--- BEGIN EXERCISE DATA ---
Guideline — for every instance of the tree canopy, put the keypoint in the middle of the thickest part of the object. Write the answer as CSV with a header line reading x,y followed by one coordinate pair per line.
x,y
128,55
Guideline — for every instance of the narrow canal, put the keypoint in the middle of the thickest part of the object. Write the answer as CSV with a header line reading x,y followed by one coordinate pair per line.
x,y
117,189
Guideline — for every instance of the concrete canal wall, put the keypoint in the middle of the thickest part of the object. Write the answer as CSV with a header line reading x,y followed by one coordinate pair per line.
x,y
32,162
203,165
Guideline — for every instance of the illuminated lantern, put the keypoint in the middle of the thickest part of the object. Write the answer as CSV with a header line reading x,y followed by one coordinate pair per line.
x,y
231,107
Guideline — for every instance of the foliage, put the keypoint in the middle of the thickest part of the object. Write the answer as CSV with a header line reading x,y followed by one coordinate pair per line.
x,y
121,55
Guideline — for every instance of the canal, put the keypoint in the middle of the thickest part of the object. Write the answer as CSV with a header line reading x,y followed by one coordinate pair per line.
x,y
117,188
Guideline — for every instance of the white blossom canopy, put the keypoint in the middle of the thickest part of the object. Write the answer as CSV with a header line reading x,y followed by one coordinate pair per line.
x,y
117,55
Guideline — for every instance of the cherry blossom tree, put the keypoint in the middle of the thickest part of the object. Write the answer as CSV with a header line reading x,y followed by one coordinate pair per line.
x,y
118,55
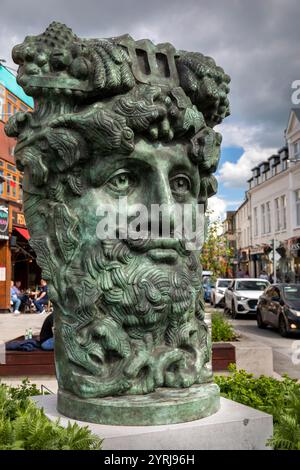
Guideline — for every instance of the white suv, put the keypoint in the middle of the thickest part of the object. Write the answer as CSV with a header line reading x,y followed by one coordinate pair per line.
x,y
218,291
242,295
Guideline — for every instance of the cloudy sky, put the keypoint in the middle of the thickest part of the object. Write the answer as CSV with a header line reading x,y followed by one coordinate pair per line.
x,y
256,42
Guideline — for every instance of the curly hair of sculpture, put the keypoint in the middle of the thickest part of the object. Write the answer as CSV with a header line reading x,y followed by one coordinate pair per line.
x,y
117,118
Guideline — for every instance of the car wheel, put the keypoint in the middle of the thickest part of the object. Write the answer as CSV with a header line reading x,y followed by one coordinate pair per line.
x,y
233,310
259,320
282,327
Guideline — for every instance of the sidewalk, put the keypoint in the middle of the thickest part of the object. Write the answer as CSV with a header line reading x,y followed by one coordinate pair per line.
--- END EXERCISE DATA ---
● **WORK INSTRUCTIONS**
Retype nothing except the lines from the line holding "Guideline — for every instance of the curly" through the last line of the entries, both included.

● **WRITTEN ANSWER**
Guideline — for every instance of the curly hair of sculpture, put the keypoint in the middle of the thickest part of the object. Write the answer as CSV with a header line reading x,y followed by one coordinate pair per line.
x,y
117,118
Guideline — for every instance of the car wheel, put the keypoint in the middle of the thickest part of the object. Write the answer as CSV with a header line reading x,y followed by one coordinate pair per line.
x,y
233,310
259,320
282,327
Guideline — for every instance of the sidewalk, put the keypoint in the middle of the thickest part of the object. Write the answer as CSV with a header line reading x,y followed by one coordinate pair per line.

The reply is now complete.